◆ Image-grounded pointing data:
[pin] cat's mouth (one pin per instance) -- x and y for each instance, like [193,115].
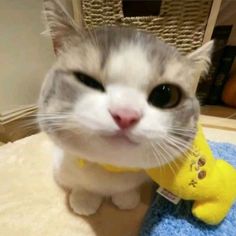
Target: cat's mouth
[120,138]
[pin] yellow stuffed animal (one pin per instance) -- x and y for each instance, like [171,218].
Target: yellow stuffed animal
[200,177]
[209,182]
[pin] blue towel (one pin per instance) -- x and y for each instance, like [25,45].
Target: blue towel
[165,218]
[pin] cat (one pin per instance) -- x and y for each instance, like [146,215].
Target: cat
[115,96]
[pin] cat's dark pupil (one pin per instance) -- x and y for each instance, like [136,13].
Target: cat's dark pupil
[89,81]
[164,96]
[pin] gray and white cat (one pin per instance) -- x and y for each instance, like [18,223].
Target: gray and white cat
[115,96]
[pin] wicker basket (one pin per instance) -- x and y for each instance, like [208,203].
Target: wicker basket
[181,23]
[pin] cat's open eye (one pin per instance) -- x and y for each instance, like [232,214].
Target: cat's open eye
[165,96]
[89,81]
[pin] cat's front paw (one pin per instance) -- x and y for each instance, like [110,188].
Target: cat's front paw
[84,203]
[127,200]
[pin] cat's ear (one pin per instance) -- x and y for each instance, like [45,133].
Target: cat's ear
[60,24]
[200,60]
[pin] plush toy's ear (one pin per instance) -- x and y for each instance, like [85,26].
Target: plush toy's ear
[60,24]
[201,60]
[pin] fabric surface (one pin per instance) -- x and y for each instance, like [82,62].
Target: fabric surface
[165,218]
[31,203]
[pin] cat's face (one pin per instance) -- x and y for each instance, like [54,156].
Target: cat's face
[121,97]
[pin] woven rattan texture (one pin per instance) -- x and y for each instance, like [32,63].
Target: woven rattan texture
[181,22]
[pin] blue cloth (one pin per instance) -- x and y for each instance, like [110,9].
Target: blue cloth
[167,219]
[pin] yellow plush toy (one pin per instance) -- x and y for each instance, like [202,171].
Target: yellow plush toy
[200,177]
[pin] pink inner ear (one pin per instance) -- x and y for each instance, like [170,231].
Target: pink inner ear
[125,118]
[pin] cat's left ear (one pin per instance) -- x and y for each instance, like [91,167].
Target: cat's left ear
[59,23]
[200,60]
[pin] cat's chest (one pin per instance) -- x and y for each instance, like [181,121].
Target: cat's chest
[93,177]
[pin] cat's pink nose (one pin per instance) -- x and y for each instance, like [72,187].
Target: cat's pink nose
[125,118]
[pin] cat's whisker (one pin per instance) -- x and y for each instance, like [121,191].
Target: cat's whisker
[169,153]
[168,162]
[180,145]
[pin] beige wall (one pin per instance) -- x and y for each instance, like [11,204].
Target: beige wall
[25,55]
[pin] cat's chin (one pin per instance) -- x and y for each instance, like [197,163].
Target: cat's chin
[119,138]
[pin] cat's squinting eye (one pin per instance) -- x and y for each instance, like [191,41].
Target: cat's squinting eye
[89,81]
[165,96]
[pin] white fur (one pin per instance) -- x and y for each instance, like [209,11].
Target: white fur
[91,183]
[129,61]
[129,74]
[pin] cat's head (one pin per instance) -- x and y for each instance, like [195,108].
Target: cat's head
[119,96]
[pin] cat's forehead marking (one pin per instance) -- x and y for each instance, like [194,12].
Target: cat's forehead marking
[129,64]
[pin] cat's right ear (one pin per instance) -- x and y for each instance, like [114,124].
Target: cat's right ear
[60,24]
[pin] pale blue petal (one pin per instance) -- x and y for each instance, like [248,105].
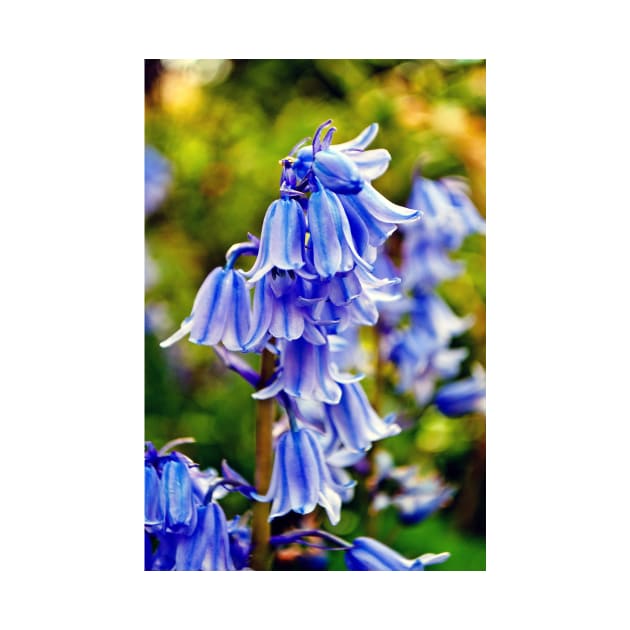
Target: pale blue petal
[371,164]
[239,319]
[325,243]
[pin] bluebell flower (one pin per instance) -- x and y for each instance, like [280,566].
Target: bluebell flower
[462,397]
[332,240]
[427,264]
[282,239]
[429,312]
[306,372]
[157,179]
[354,420]
[279,311]
[422,360]
[154,501]
[220,313]
[414,497]
[421,499]
[208,548]
[301,479]
[449,214]
[368,554]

◆ Problem to solve:
In the entries above, the lines from the one bearing "Target: cat's chin" up to and including the one bearing "[pin] pale blue" should be transcribed exactly; no other line is wanted.

◆ Answer area:
Target: cat's chin
[119,138]
[pin] cat's squinting eye (one pin per instance) -- x and y for each instance, like [191,41].
Target: cat's squinting eye
[89,81]
[165,96]
[pin] white fur (one pin per instance) -- x and y for each instance, like [209,11].
Target: white fur
[91,183]
[129,61]
[129,74]
[pin] cat's head (one pin per instance) -- x and y for each instance, like [195,108].
Target: cat's head
[119,96]
[pin] cat's forehead marking (one pin per instance) -- x and y for each instance, like [194,12].
Target: cat's forehead marking
[129,64]
[pin] cat's right ear (one pin per instance) -- x and y for each instance, like [114,124].
Target: cat's right ear
[60,24]
[pin] pale blue petal (one pin per instance) -- x and y for each instance, like [248,105].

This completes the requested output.